======== PASSAGE

Table 5 The comparison results of the original algorithms over 12 CEC2022 functions

5.2.2 Convergence performance analysis

Convergence analysis serves as a crucial benchmark for gauging algorithm stability. Illustrated in Fig. 4, our proposed algorithm exhibits notably superior convergence rates compared to competing algorithms across the CEC2022 benchmark test functions. It demonstrates a remarkable ability to reach the optimal solution in significantly fewer iterations, showcasing its potential for tackling real-time optimization tasks and scenarios necessitating rapid computational performance.

Fig. 4
figure 4

Convergence curve of CEC2022 functions from F1–F12 for all algorithms

5.2.3 Boxplot behavior analysis

Boxplot visualizations offer valuable insights into the distribution characteristics of data. Given the presence of numerous local solutions within the benchmark functions, each function is accompanied by a boxplot to offer a comprehensive view of result distribution.

================
======== EXTRACTED RECORDS

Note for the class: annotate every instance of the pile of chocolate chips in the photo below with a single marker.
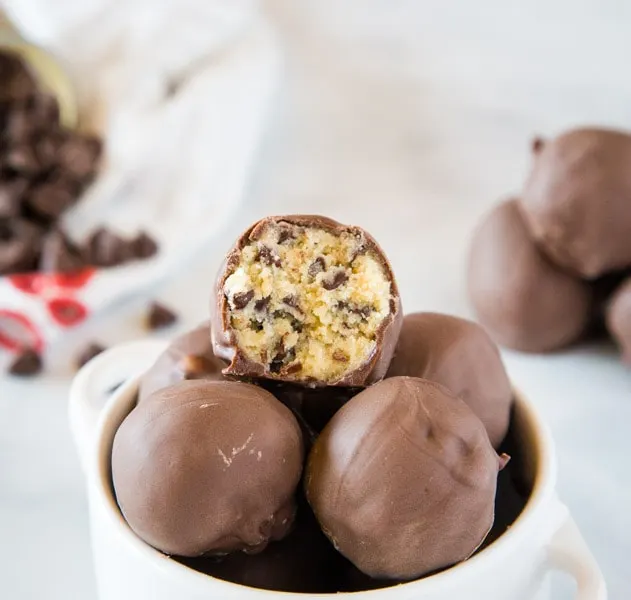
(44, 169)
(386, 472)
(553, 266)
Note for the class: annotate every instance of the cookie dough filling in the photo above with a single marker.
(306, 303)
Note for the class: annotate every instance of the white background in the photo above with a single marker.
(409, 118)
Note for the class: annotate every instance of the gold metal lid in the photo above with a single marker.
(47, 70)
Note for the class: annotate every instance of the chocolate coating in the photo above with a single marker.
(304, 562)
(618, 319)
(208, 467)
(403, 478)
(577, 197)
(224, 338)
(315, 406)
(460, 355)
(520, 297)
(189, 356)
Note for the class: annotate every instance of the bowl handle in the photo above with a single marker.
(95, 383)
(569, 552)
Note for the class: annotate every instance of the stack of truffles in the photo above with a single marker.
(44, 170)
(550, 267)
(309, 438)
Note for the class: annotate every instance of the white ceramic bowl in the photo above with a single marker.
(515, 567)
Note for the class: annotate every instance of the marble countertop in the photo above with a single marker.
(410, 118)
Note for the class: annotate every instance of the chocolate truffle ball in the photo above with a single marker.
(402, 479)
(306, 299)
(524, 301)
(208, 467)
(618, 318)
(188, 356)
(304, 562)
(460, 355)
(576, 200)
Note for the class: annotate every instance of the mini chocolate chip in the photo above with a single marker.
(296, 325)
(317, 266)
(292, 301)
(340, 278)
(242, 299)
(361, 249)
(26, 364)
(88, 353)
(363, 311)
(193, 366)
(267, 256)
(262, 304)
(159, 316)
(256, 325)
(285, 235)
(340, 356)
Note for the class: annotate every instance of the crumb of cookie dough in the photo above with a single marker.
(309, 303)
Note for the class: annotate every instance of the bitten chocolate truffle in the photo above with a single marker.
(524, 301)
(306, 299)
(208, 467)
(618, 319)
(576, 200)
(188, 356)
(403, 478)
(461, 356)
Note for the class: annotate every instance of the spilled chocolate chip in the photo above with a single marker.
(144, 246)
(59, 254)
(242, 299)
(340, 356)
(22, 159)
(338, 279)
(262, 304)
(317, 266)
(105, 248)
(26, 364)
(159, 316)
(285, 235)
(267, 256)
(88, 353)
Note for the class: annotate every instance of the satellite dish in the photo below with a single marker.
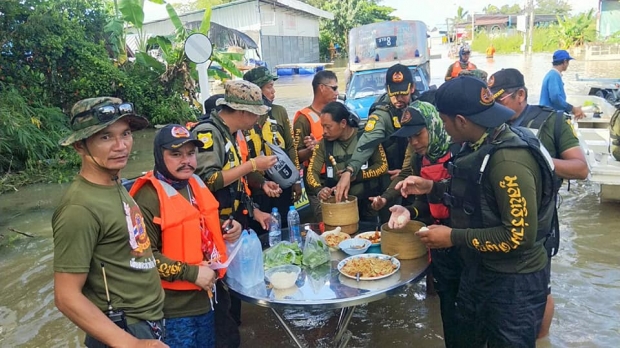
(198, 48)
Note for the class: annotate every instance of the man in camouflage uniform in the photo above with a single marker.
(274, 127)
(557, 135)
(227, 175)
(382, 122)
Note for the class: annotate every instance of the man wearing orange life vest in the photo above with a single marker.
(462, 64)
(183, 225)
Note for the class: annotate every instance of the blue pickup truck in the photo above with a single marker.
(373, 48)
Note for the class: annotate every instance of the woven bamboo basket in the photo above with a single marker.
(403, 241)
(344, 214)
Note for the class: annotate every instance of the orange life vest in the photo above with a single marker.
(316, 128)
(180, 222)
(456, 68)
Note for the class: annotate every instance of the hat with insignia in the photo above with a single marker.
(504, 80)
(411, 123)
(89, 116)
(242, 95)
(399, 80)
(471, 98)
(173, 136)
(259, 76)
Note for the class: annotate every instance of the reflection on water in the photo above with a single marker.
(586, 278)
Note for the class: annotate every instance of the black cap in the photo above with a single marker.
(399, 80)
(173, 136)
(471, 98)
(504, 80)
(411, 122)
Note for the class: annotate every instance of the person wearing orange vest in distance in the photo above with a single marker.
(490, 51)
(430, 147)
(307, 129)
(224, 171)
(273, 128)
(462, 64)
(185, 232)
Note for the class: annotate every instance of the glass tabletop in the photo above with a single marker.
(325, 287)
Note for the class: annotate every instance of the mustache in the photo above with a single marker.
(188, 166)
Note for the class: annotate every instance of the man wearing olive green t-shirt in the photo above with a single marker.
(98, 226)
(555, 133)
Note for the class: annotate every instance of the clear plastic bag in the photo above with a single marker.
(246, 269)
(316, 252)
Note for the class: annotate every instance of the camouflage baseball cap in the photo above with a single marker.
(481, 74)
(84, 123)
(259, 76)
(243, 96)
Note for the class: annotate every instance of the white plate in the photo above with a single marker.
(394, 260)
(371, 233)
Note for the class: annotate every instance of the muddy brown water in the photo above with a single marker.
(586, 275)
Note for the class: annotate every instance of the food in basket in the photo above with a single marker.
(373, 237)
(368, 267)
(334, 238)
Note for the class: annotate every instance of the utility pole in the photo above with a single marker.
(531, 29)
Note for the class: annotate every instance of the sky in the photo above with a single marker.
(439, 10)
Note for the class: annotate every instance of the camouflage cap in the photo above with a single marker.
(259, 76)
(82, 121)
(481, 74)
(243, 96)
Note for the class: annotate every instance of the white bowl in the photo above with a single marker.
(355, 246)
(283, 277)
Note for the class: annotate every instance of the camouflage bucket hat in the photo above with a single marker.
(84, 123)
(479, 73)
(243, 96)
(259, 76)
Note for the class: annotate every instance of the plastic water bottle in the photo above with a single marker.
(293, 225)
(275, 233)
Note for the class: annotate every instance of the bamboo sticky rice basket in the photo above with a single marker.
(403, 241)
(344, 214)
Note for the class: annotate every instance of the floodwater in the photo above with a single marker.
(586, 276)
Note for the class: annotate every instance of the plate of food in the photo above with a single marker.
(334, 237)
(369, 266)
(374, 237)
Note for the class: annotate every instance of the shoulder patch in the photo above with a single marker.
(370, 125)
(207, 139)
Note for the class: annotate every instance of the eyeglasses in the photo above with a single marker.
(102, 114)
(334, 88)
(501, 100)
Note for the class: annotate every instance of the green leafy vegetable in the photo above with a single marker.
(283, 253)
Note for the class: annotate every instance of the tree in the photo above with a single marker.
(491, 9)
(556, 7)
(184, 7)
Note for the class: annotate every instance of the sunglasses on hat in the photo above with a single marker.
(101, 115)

================

◆ PROBLEMS TO WORK ON ◆
1. According to the passage on algorithm benchmarking, why is each benchmark function given its own boxplot? Answer in one to three sentences.
2. Answer these questions using the passage on algorithm benchmarking:
(a) How many CEC2022 functions does Table 5 cover?
(b) Which figure shows the convergence curves for all algorithms?
(c) According to the passage, what does convergence analysis serve as?

◆ SOLUTION LIST ◆
1. The benchmark functions contain numerous local solutions. Giving each function a boxplot offers a comprehensive view of how the results are distributed.

2.
(a) 12 functions.
(b) Fig. 4.
(c) A crucial benchmark for gauging algorithm stability.